_Exercise aim_. Please write out, word for word, the lines of the material from the line with "the pan interior" to the line with "x=365 y=149", both ends included.

_Records provided_.
# # # # # # #

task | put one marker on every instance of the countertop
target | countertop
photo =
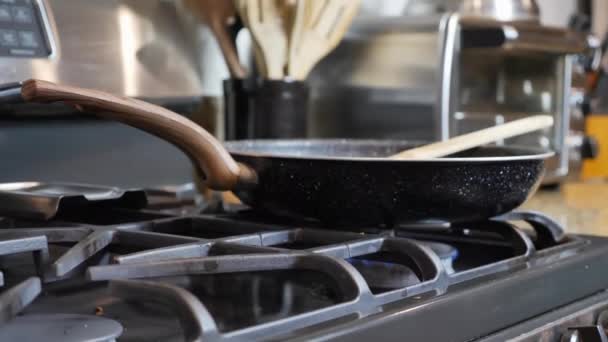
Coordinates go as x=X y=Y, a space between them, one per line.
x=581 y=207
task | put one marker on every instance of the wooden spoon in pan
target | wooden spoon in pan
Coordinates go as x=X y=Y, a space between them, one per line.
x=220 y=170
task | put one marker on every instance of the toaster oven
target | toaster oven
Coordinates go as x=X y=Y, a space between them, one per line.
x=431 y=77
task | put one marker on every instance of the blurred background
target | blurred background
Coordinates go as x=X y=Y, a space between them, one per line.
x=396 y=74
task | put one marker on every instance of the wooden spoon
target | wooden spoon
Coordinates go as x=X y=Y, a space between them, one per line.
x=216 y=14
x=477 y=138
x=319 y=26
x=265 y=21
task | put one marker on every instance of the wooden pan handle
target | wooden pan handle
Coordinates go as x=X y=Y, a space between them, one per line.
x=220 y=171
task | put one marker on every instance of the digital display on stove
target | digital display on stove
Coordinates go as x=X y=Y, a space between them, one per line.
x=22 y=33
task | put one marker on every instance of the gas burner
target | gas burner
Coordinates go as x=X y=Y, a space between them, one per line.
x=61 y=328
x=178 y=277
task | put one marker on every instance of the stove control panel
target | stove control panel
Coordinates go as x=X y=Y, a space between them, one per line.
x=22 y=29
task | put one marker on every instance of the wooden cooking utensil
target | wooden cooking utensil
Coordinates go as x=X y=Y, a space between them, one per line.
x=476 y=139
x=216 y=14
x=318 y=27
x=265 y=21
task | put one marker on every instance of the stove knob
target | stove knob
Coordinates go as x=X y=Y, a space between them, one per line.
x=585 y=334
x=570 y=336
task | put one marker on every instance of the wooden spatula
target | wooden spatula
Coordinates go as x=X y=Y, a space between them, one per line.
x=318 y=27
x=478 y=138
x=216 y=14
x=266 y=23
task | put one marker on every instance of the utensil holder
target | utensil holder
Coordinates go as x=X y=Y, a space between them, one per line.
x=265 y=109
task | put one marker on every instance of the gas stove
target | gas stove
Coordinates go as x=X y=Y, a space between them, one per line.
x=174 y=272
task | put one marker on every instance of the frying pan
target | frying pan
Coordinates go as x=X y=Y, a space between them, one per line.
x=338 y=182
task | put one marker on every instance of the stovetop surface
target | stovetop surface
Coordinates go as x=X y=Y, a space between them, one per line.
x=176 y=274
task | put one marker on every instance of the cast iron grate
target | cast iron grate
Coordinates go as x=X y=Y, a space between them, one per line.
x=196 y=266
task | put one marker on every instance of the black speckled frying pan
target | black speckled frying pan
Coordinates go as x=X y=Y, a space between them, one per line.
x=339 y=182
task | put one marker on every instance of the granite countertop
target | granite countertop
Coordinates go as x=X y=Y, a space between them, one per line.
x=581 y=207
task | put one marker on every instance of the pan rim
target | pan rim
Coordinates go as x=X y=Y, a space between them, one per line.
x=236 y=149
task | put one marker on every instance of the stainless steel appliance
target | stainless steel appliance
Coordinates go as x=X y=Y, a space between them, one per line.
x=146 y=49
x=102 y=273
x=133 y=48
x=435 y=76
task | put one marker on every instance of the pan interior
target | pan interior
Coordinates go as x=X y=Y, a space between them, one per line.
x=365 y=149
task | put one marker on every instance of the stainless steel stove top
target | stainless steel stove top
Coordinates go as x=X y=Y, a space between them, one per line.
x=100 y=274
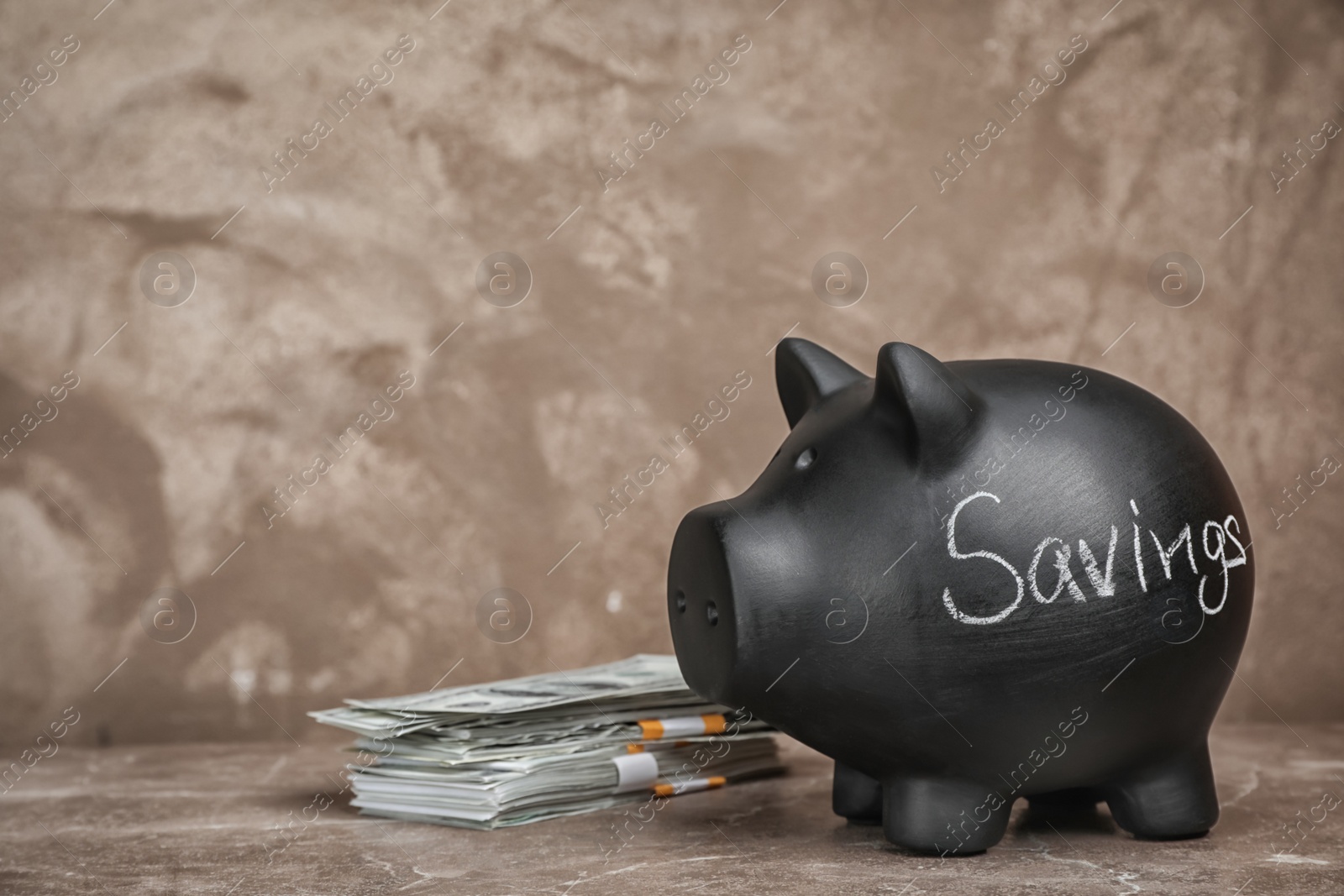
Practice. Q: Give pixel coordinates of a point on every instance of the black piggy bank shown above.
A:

# # # # # # #

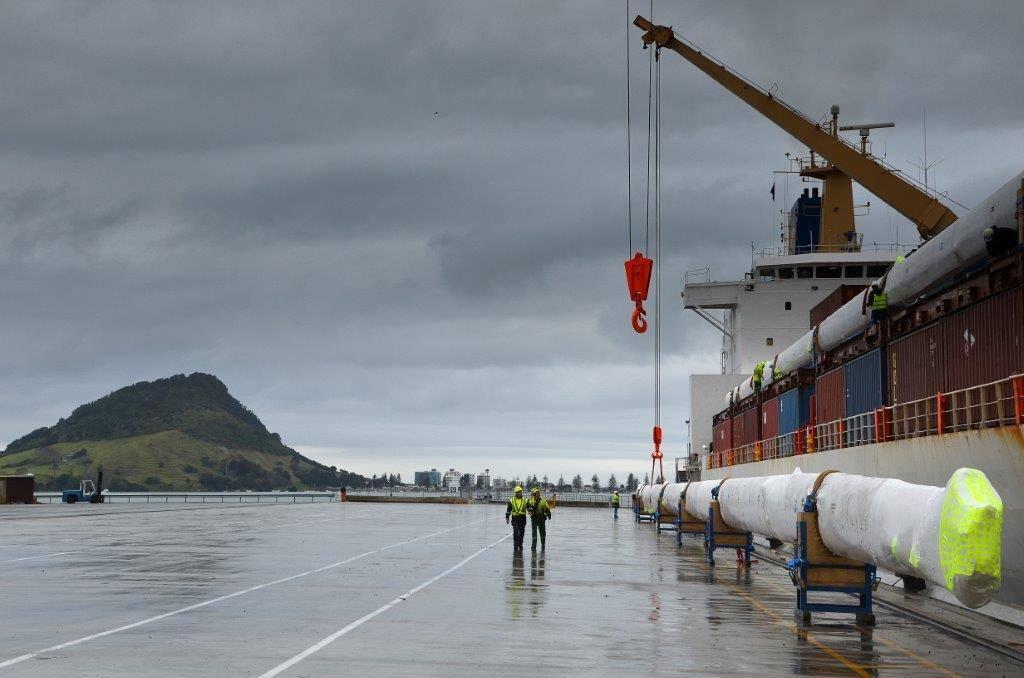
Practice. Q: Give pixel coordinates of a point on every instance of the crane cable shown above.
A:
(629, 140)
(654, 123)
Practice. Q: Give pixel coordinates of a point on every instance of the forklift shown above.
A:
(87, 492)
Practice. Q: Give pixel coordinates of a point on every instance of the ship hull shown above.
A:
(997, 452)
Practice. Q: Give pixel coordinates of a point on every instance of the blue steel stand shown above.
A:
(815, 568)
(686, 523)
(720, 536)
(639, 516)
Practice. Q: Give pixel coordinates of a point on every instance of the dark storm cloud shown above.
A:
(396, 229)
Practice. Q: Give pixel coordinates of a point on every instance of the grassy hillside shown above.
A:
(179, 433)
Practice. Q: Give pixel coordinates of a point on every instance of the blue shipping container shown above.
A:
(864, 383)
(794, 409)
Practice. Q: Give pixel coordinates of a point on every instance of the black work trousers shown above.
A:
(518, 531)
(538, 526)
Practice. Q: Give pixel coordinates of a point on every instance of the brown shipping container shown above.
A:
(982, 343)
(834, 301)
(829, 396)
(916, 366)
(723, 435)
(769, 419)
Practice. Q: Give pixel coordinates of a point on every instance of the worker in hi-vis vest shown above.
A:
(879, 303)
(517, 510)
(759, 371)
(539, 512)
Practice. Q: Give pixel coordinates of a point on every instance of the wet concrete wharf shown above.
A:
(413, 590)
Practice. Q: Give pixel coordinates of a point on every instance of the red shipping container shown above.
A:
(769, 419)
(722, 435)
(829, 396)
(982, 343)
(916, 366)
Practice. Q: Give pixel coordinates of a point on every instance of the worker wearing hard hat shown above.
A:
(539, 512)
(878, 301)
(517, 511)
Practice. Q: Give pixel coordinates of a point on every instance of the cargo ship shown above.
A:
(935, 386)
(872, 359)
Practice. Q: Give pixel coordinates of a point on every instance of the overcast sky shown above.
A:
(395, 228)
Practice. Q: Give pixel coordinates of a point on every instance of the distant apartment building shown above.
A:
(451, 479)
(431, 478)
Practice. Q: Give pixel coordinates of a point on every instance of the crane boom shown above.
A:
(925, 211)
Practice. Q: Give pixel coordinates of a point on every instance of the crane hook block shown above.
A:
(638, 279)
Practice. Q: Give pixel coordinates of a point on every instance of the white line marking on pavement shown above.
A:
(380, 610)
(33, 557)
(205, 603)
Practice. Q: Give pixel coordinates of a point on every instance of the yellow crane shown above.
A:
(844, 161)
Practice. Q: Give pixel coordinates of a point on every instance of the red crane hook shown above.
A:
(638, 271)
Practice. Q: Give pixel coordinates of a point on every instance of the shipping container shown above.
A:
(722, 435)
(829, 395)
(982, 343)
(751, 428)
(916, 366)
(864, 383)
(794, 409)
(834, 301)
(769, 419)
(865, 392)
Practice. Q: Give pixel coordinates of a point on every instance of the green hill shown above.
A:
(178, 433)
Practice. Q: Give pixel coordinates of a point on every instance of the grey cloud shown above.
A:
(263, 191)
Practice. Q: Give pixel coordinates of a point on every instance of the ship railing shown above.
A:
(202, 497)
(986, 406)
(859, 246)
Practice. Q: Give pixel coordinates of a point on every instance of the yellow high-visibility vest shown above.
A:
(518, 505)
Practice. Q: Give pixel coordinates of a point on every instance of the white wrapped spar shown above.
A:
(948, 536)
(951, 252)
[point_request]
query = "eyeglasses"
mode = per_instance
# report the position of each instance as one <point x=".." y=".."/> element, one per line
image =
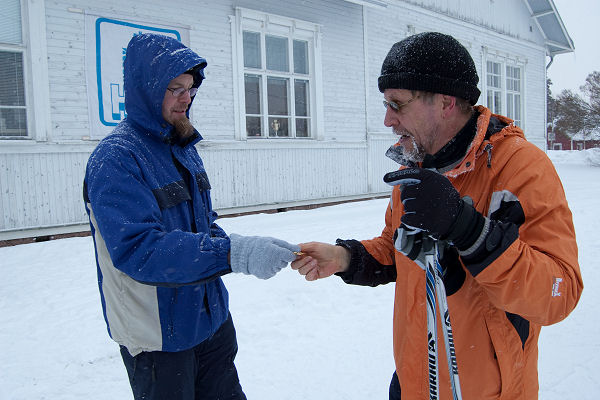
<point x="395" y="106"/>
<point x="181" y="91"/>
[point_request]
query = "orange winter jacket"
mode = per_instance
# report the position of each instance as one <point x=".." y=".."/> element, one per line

# # # # # # #

_Exercise solution_.
task | put one marker on every instance of the pan interior
target | pan interior
Coordinates go as x=X y=Y, a space between them, one per line.
x=365 y=149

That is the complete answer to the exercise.